===== Reading passage

I want to present the case that, as the noble Baroness, Lady Kennedy, said, the people of this country can be trusted. There is another option available to us, which is not to legislate, not to give public money and not to surveille, but to trust people to do the right thing.
Over the past 10 years, the proportion of public income which is spent by the Government has risen from 38.2 per cent to 50 per cent this year. The average number of laws passed each year during the time of my noble friend Lady Thatcher as Prime Minister was 1,724. In 2007, that had risen to 3,071 laws each year. Each one of those laws, each one of those regulations, requires a bureaucrat to collect data to ensure that the law is being complied with. That requires a regulatory approach.
In addition, we have seen a greater centralisation of power. I take the point about devolution, but in England we have seen a significant centralisation of power, with more and more powers taken away from local people to have the freedom to decide how they spend their money and set targets to meet their local community needs. That decision is increasingly taken in Whitehall, rather than in their locality. As a result, the Local Government Association has estimated that its members are responsible for providing data on some 1,200 targets to the Government. Those data must be collected and sent up the line. Why does that matter? It matters not only because it is wasteful and information overload, but a lot of people come to teaching, nursing and the police force because they want to protect, to care and to teach. They do not do these jobs because they want to fill out forms—it would be pretty disappointing if they did. That is why we need to free people up and trust them more to do the right thing.
One thing we have not touched on—we need to put in a line about this—is that our prodigious style of legislating and legislating, issuing more and more regulations from this place, means that we are effectively saying that the people on the ground doing the job cannot be trusted. They then find a rich sense of irony in the events of last year, when it was found that some—I stress, some—Members of this place, who were legislating, could not be trusted to fill in their expenses correctly and behave in an honourable way. Therefore, people say, “Why should we trust you to legislate for us when you do not trust us to do our jobs?”. The erosion of trust is a great challenge in our society and something to which we must attend. The centralisation of power and the erosion of trust leads, as the noble Lord, Lord Roberts, said, to a lack of participation in local democracy. People think, “Why should I get involved in local democracy?”, so we find that more people vote on the final of “The X Factor” than in local elections. Why is that? Because there has been atrophy of power in local government. People think that it does not matter.

==========
===== Provided information

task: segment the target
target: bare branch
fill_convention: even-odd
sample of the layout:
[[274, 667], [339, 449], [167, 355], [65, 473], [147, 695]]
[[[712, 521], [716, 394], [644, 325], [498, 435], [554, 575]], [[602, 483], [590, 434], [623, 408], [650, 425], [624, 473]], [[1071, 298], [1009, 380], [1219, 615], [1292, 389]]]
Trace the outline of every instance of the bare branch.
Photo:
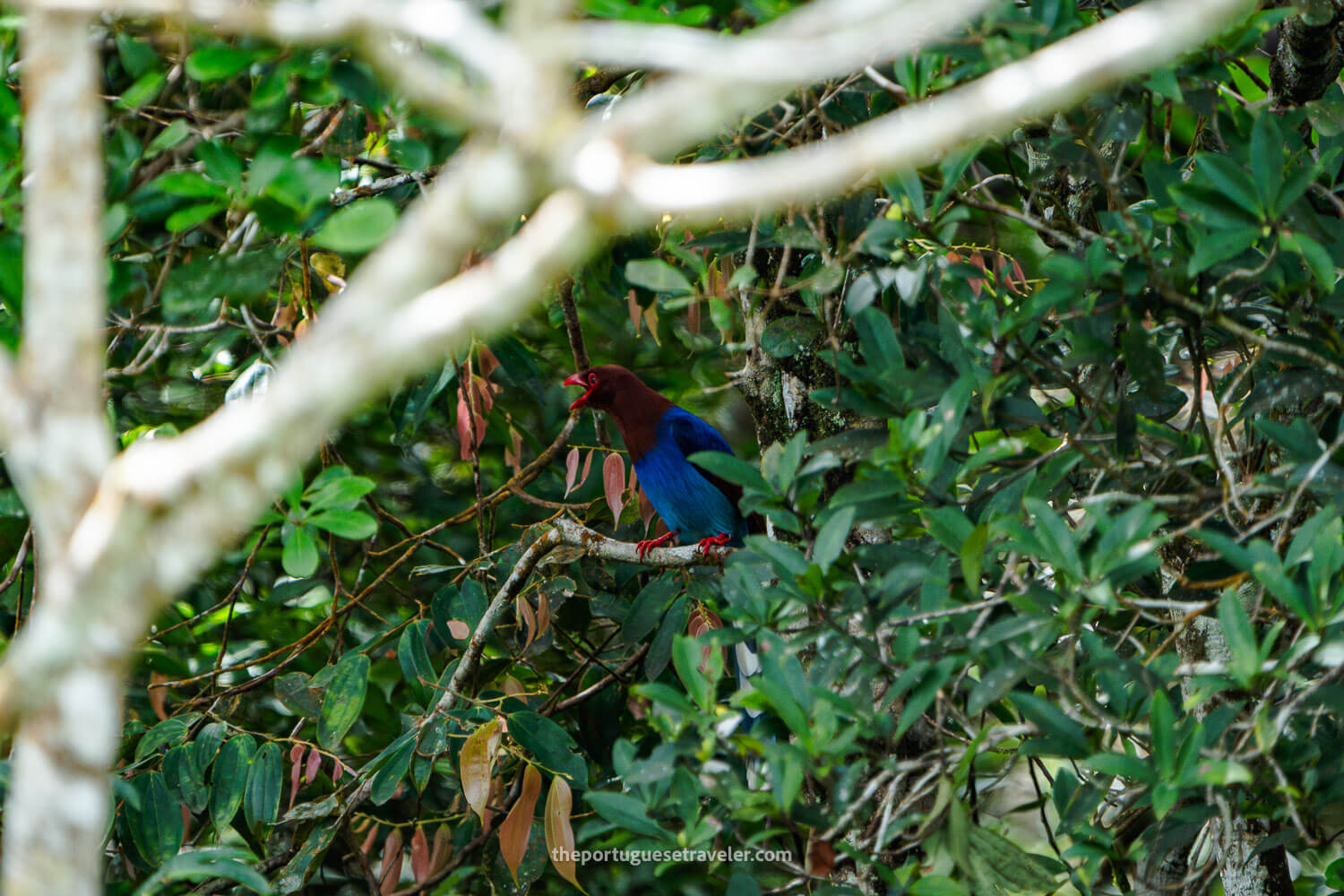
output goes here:
[[[824, 144], [702, 165], [632, 160], [625, 171], [620, 169], [621, 152], [609, 145], [606, 152], [578, 157], [574, 177], [589, 188], [624, 187], [630, 216], [745, 218], [762, 208], [843, 192], [878, 172], [930, 164], [950, 146], [995, 137], [1023, 120], [1075, 105], [1188, 52], [1245, 16], [1251, 5], [1247, 0], [1154, 0]], [[598, 164], [610, 169], [598, 171]]]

==========

#### [Exercise]
Answer these questions using the speech above:
(a) What share of public income does the speech say the Government is spending this year?
(b) On roughly how many targets does the Local Government Association estimate its members provide data to the Government?
(c) According to the speech, what do more people vote on than vote in local elections?

#### [Solution]
(a) 50 per cent.
(b) Some 1,200 targets.
(c) The final of "The X Factor".